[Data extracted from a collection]
....................

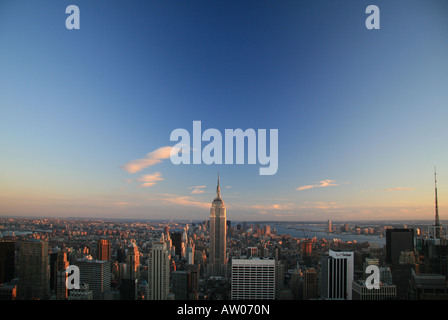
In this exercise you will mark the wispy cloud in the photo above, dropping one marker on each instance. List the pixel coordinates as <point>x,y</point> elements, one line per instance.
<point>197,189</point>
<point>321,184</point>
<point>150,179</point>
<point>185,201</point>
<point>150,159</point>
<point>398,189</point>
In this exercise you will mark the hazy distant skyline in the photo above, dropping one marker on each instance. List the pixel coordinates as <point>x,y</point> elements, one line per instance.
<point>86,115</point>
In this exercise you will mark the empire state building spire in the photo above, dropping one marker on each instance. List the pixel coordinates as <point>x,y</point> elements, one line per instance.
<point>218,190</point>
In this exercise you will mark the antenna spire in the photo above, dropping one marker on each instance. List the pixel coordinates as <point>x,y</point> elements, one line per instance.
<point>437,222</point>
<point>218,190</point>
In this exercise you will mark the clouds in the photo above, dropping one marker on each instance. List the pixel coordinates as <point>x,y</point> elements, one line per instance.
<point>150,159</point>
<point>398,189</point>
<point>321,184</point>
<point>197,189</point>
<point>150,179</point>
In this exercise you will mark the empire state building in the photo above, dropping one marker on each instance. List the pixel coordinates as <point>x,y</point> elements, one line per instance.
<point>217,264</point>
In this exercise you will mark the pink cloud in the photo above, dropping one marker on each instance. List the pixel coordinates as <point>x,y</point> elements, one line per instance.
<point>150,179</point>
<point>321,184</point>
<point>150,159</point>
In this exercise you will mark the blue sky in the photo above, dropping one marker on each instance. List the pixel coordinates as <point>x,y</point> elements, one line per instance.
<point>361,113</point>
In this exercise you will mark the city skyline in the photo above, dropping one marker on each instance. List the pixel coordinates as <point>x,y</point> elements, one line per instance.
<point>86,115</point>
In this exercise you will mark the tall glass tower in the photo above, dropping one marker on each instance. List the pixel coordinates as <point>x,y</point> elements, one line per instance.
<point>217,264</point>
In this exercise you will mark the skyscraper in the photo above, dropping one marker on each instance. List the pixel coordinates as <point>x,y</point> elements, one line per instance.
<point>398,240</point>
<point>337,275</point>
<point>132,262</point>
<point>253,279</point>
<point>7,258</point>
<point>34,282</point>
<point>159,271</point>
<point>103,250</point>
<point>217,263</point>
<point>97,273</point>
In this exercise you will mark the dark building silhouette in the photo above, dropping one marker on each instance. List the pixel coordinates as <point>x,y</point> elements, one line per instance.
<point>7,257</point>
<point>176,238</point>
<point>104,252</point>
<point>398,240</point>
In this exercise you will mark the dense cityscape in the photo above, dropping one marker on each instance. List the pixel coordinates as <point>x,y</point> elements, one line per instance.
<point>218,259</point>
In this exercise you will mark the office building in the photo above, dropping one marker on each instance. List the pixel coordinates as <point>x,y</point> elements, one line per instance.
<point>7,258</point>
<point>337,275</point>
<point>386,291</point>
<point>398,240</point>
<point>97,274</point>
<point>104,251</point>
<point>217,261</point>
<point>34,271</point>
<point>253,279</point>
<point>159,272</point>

....................

Exactly and only the lines from the line containing "In this exercise you will mark the pink" through the last line of the entries should be copied, both ends included.

In this exercise you will mark the pink cloud in the photo above, dropping one marker on each instance. List the pixel coordinates as <point>x,y</point> elements, one line per instance.
<point>150,179</point>
<point>321,184</point>
<point>150,159</point>
In this exercise you will mark the blue sky in the photo above, dropping one marker on each instance. List the pixel coordinates as <point>x,y</point> elements, one line per instance.
<point>361,113</point>
In this exercise you will mark the city skyline in the photo above, dropping one marker on each instance. List the pixel coordinates as <point>x,y</point> elements, one line per instance.
<point>86,115</point>
In this exercise you will mark the tall glass tower in the photo above, dropping one marker on each instance. List the pixel coordinates as <point>x,y</point> elements, one line per instance.
<point>217,264</point>
In this exercise you will mark the skyscraper in the photo above, dropping one marker on each instance. List the pixel coordinates as <point>x,y</point> elements, one line per instance.
<point>398,240</point>
<point>337,275</point>
<point>132,262</point>
<point>253,279</point>
<point>7,258</point>
<point>34,282</point>
<point>159,271</point>
<point>103,250</point>
<point>217,263</point>
<point>97,273</point>
In this exercise you will mark the dark building silhouette in the photo above, dropping one marker on each instance. List the pixel coordinates as <point>x,y</point> elements, one line per instance.
<point>7,257</point>
<point>176,238</point>
<point>104,252</point>
<point>398,240</point>
In this exercise you will mark the dense cityscape in the photo above, dropping one marker on each instance. List the pixel coordinates as <point>x,y</point> elements, one line per instance.
<point>218,259</point>
In this exercise you will mark the office building in the photo above, dropping one marker on each instance. List the pixel coordinates as <point>x,y</point> elements, one line per instance.
<point>7,258</point>
<point>337,275</point>
<point>386,291</point>
<point>398,240</point>
<point>97,274</point>
<point>104,251</point>
<point>217,261</point>
<point>34,271</point>
<point>253,279</point>
<point>159,272</point>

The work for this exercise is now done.